Exercise goal: Please copy every line of the material below, keeping each character unchanged.

******************************

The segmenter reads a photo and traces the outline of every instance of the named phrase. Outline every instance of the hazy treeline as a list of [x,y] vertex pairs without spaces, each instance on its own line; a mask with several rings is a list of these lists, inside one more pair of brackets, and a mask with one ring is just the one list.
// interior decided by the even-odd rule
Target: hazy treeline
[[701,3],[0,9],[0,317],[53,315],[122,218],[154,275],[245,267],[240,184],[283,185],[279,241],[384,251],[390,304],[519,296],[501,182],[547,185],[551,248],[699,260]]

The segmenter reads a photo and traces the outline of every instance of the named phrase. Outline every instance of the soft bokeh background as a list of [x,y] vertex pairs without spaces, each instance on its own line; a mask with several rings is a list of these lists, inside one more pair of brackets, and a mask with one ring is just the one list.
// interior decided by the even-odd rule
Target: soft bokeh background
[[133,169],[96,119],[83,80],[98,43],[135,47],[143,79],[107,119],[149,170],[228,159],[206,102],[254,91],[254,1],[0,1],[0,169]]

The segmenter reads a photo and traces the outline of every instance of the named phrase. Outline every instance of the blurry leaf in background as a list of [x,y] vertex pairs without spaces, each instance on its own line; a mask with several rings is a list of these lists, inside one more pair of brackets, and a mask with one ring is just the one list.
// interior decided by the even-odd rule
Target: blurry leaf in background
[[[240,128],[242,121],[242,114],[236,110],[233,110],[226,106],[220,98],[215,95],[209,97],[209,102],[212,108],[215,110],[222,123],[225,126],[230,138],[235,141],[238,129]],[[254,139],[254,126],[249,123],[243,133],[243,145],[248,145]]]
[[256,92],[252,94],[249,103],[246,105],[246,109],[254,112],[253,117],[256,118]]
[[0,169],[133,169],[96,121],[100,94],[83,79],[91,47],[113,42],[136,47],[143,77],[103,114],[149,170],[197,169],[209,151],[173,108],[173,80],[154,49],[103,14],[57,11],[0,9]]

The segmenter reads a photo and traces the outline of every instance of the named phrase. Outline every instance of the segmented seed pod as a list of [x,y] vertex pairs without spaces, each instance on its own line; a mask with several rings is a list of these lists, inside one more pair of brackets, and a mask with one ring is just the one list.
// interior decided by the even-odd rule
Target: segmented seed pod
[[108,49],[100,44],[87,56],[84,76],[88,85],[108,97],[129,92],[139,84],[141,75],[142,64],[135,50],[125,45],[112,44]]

******************************

Final result:
The segmenter reads a photo and traces the outline of every instance of the named phrase. Outline every instance of the hazy treeline as a list of [x,y] vertex pairs without spaces, each instance on its own line; a mask with several rings is a list of these lists, inside one more pair of brackets, and a mask with one ring is just the one list.
// interior decided by the even-odd rule
Target: hazy treeline
[[701,3],[0,9],[0,317],[53,315],[122,218],[154,275],[245,267],[240,184],[283,185],[279,241],[384,251],[390,304],[519,296],[501,182],[547,185],[551,248],[699,260]]

The segmenter reads a photo and traces the outline of every instance of the named phrase. Outline every instance of the soft bokeh background as a list of [x,y] vertex pairs without spaces, each instance on its own line; a mask with several rings is a list of these lists, inside one more pair of brackets, and a mask with one ring is just the one list.
// interior decided by the even-odd rule
Target: soft bokeh background
[[133,169],[96,119],[83,80],[98,43],[135,47],[143,79],[107,119],[149,170],[228,159],[206,102],[254,91],[254,1],[0,1],[0,169]]

The segmenter reads a photo and traces the outline of every instance of the named phrase. Outline every instance of the blurry leaf in background as a list of [x,y] vertex pairs without spaces, each instance on its own line; a mask with several rings is a list of these lists, inside one more pair of brackets, and a mask with one ring is just the one list.
// interior decided by the even-odd rule
Target: blurry leaf in background
[[[240,128],[242,121],[242,114],[236,110],[233,110],[226,106],[220,98],[215,95],[209,97],[209,102],[212,108],[215,110],[222,123],[225,126],[230,138],[235,141],[238,129]],[[254,139],[254,126],[249,123],[243,133],[243,145],[248,145]]]
[[256,92],[252,94],[249,103],[246,105],[246,109],[254,112],[253,117],[256,118]]
[[0,169],[133,169],[96,121],[100,94],[83,79],[91,47],[113,42],[136,47],[143,77],[103,114],[149,170],[197,169],[209,151],[173,108],[173,80],[154,49],[103,14],[57,11],[0,9]]

The segmenter reads a photo and traces the outline of every instance of the named phrase. Outline every instance of the segmented seed pod as a list of [x,y] vertex pairs without spaces, each instance on its own line; a mask with several rings is a list of these lists, inside one more pair of brackets, and a mask with one ring is just the one list.
// interior decided by the even-odd rule
Target: segmented seed pod
[[108,49],[100,44],[87,56],[84,76],[88,85],[108,97],[129,92],[139,84],[141,75],[142,64],[135,50],[125,45],[112,44]]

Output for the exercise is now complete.